Excerpts of labeled region data:
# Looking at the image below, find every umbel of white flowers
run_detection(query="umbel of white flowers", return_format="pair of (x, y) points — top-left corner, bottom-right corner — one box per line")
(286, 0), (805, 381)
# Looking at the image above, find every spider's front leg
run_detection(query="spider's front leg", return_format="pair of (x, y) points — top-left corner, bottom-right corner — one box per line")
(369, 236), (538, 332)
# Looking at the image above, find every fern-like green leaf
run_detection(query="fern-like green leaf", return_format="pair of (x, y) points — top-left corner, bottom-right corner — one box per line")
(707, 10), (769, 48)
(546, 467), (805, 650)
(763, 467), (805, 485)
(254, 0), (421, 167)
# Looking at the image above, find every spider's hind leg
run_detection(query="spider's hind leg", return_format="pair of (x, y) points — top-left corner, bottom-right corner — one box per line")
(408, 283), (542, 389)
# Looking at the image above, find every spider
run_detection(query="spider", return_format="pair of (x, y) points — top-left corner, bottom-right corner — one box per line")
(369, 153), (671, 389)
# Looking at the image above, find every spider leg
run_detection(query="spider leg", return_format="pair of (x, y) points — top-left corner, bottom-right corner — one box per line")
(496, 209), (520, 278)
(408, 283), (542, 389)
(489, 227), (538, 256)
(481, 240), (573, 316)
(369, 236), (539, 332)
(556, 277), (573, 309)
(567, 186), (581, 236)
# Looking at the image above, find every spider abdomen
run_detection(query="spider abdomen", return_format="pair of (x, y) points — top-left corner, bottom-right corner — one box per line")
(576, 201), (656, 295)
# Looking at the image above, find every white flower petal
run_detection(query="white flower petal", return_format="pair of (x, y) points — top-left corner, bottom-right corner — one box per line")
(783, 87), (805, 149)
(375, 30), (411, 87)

WRITTEN PROBLEM: Rewrite all the items above, changing every "run_detection" to "locate_objects" and keeping everything else the same.

OUTPUT BELOW:
# Looking at the image below, find every umbel of white flowers
locate_objects(query="umbel of white flowers", return_format="pair of (x, y) points — top-left corner, bottom-right corner — one box per line")
(286, 0), (805, 381)
# Looking at the image above, find every spider's front leg
locate_objects(query="spider's front leg", return_format="pair of (x, y) points — top-left corner, bottom-right corner — one box per line")
(369, 236), (538, 332)
# Looking at the image above, find every fern-like green leaf
locate_objects(query="fern-like green leaf", return_format="pair of (x, y) points — top-left corner, bottom-right corner — one box per line")
(707, 10), (769, 48)
(546, 467), (805, 650)
(763, 467), (805, 485)
(254, 0), (421, 167)
# Looking at the image above, find every spider's hind leg
locate_objects(query="spider's hind leg", return_format="pair of (x, y) points — top-left corner, bottom-right corner — one box per line")
(408, 283), (542, 389)
# Looking at the image above, find every spider
locate_objects(query="spider", return_format="pair of (x, y) points — top-left corner, bottom-right corner — one box per line")
(369, 153), (671, 389)
# Looking at the image above, find every spider leg
locate_objects(query="spider leg", return_format="pair of (x, y) points — top-left corner, bottom-right corner — one box per line")
(496, 209), (520, 278)
(408, 283), (542, 389)
(489, 227), (538, 256)
(481, 240), (573, 316)
(369, 236), (539, 332)
(556, 277), (573, 309)
(567, 186), (581, 236)
# Looking at the image above, find every spider abdomen
locate_objects(query="spider abdomen", return_format="pair of (x, y) points — top-left corner, bottom-right corner — one box per line")
(576, 201), (656, 295)
# Looking at the image above, find every white flower petal
locate_objects(query="white flower petal", return_format="pair of (x, y) points — top-left corner, bottom-right corner — one box per line")
(783, 87), (805, 149)
(375, 30), (411, 87)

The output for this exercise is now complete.